- PROBLEM REQUIREMENTS -
Summarize the passage on opioid litigation in three sentences.

- TEXT -
=====
Also relevant, according to Gluck, is the novel way that lawyers argued the case based on a state public nuisance law that has typically been used in the past for property disputes. But “the mere fact that one judge in Oklahoma has said ‘this argument works’ doesn’t mean it’s going to across the nation,” she says. (There is no federal public nuisance law.) Specifically, “litigation over the validity of a public nuisance law would have relatively little impact” on the case before Ohio specifically, Gluck adds.
Johnson & Johnson was the only party in the Oklahoma lawsuit that opted to go to trial; the state earlier this year reached a $270 million deal with Purdue Pharma and an $85 million settlement with Teva Pharmaceuticals. The Purdue settlement orders about $200 million to go towards a trust to fund an addiction studies center at Oklahoma State University in Tulsa, according to the Associated Press. Two lesser known drugmaker defendants in the multi-state Ohio case, Endo International and Allergan, pulled out last week before a trial began and agreed to pay $15 million in settlements, Reuters reports.
But for Peter Meyers, professor emeritus of law at George Washington University, there remains “a lot of uncertainty” about what could happen with regards to Johnson & Johnson’s appeal.
It’s “certainly possible” that an appellate court in Oklahoma will look at the case and say the judge’s ruling on public nuisance grounds “is too much of a stretch,” Meyers says. But, he notes, the case will not be overturned before the Ohio case goes to trial in October, and still considers the Oklahoma ruling to be a “game-changer” that “certainly strengthens the hands of plaintiff lawyers” in similar cases.
Meyers says the Ohio case is similar to how states brought cases on behalf of their constituents in the fight against big tobacco in the late 1990s, when attorney generals for all 50 states reached settlements under which tobacco companies would pay them forever. Under the settlement, every April 15, the five largest tobacco companies pay $9 billion dollars to state governments every year, according to the Associated Press.
“The world changed when all states began bringing cases on behalf of their constituents,” Meyers says. But hardly any of that money went to victims or families who suffered the harmful effects of smoking, he adds.
“A lot of that money was supposed to go to smoking cessation and pulmonary health programs,” John Jacobi, professor of health and law policy at Seton Hall Law School tells TIME — but not all of it did. At states’ discretion, a lot was instead used for things like plugging budget gaps and filling potholes, Jacobi explains.
So while most of the major litigation related to the opioids crisis has only just begun, there are already questions about where the money from lawsuits like the ones in Ohio may go. Jacobi says what happened with the money from settlements from tobacco litigation serve as a “cautionary tale,” and that verdicts like the one handed down in Oklahoma judgment should be used to effectively address drug and opioid addiction.
The over-prescription and distribution of opioids is still an important and serious problem but it is “very different” than what it was a decade ago, Jacobi says — prescription levels have dropped and steps are being taken to address the issue. He argues the government should focus on the general issue of addiction and deadly street drugs, like heroin and fentanyl, through funding public health programs that provide substance abuse treatment like Medicaid.
=====
- Saved entries -
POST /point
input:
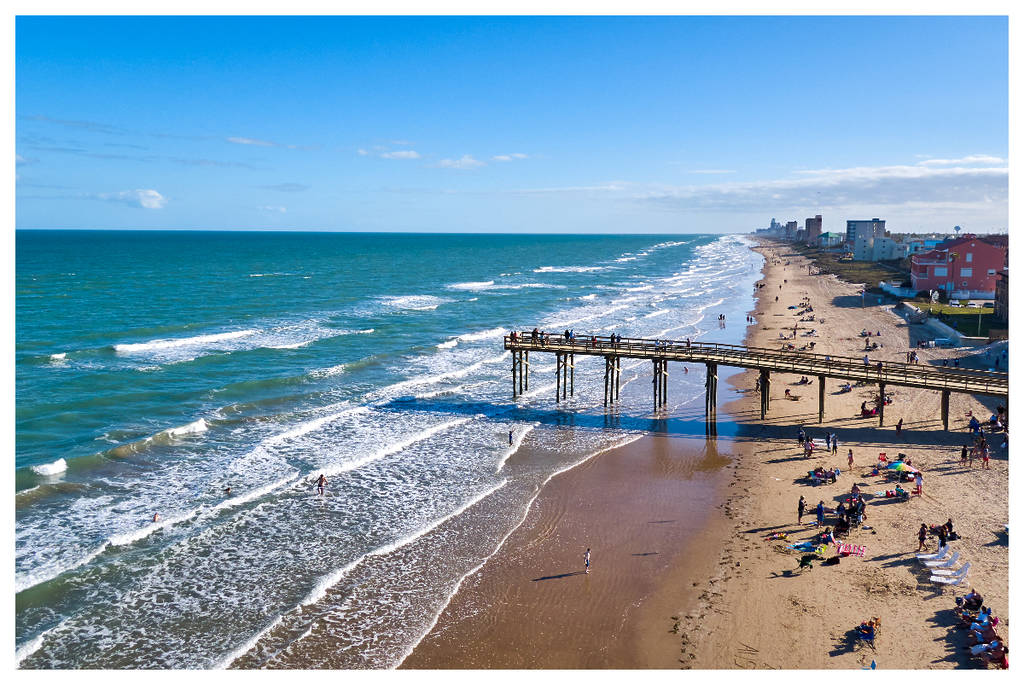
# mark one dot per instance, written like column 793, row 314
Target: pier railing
column 805, row 362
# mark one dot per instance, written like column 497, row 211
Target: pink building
column 963, row 267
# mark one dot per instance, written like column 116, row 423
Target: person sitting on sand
column 865, row 631
column 973, row 600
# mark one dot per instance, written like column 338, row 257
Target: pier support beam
column 821, row 398
column 711, row 398
column 665, row 382
column 765, row 391
column 571, row 375
column 607, row 371
column 558, row 377
column 515, row 371
column 617, row 372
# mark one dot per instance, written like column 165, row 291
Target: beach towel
column 802, row 547
column 846, row 549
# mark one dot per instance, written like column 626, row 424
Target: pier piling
column 821, row 398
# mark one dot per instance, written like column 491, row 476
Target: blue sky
column 510, row 124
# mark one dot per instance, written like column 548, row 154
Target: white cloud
column 465, row 162
column 882, row 186
column 400, row 155
column 146, row 199
column 510, row 157
column 251, row 141
column 970, row 159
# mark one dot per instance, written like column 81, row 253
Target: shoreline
column 753, row 611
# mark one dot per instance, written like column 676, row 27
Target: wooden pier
column 767, row 361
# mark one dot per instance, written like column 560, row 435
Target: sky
column 544, row 124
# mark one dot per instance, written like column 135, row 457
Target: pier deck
column 823, row 367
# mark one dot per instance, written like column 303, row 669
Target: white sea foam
column 231, row 656
column 415, row 302
column 517, row 438
column 394, row 447
column 26, row 581
column 257, row 493
column 569, row 269
column 330, row 371
column 331, row 580
column 472, row 285
column 425, row 380
column 293, row 345
column 33, row 645
column 51, row 469
column 135, row 536
column 482, row 335
column 312, row 425
column 130, row 348
column 193, row 428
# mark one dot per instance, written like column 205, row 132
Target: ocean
column 155, row 370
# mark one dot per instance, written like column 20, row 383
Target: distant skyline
column 662, row 124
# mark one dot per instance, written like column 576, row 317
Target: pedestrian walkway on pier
column 660, row 352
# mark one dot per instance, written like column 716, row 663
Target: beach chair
column 934, row 555
column 947, row 571
column 943, row 563
column 952, row 580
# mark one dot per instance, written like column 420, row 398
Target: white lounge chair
column 952, row 580
column 946, row 571
column 934, row 555
column 943, row 563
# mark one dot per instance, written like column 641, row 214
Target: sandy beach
column 673, row 589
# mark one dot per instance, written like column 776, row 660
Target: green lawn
column 868, row 273
column 965, row 319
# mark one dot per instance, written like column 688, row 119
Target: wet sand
column 647, row 511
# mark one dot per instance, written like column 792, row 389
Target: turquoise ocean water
column 155, row 370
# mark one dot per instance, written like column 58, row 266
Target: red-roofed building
column 964, row 267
=====
- SOLUTION -
Legal experts weigh how far the Oklahoma ruling against Johnson & Johnson, which rested on a state public nuisance law, will reach. Gluck says one Oklahoma judge's acceptance of the argument does not mean it will work across the nation, while Meyers sees uncertainty about the appeal but calls the ruling a "game-changer" that strengthens the hands of plaintiff lawyers. Meyers compares the Ohio case to the late-1990s state suits against big tobacco, and Jacobi, calling what happened to that settlement money a "cautionary tale" because much of it went to things like budget gaps and potholes, argues that opioid verdicts should be used to address addiction through public health programs that provide substance abuse treatment.